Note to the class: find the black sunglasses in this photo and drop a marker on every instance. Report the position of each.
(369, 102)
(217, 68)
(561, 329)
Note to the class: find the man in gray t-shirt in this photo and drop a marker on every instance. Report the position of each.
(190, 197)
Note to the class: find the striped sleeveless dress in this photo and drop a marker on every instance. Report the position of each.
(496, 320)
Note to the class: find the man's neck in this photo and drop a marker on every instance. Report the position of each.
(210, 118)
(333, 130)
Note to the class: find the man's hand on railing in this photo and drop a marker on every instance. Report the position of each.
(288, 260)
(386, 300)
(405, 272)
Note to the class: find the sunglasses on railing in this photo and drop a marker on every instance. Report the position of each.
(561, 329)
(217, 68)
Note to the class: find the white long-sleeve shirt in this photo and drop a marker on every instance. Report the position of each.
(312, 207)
========================================================================
**WHAT IS EXPECTED:** The reply must contain each line of the material, reproduced faithfully.

**WORKED SOLUTION:**
Note to the class: find the black sunglasses in this photo and drop a marker on every instance. Report the position of each.
(369, 102)
(217, 68)
(561, 329)
Note to the class: find the man in gray t-shirt in this photo and drop a marker on every instance. Report the position of each.
(190, 197)
Note to the class: find the striped sleeveless dress in this photo and drop a marker on every instance. Report the position of each.
(496, 320)
Note to the class: find the man's neck in this photo and drop a marker on every instance. Report the position of each.
(210, 118)
(333, 130)
Note to the class: find the man's hand on railing in this photo and drop a marker on every instance. Report the position of each.
(288, 260)
(386, 300)
(405, 272)
Note to the class: find the sunglasses on railing in this photo and drop a marker on every instance. Report the position of each.
(561, 329)
(217, 68)
Note to the class: find the white long-sleeve shirt in this photo and drop a marker on every instance. Report the position of each.
(312, 207)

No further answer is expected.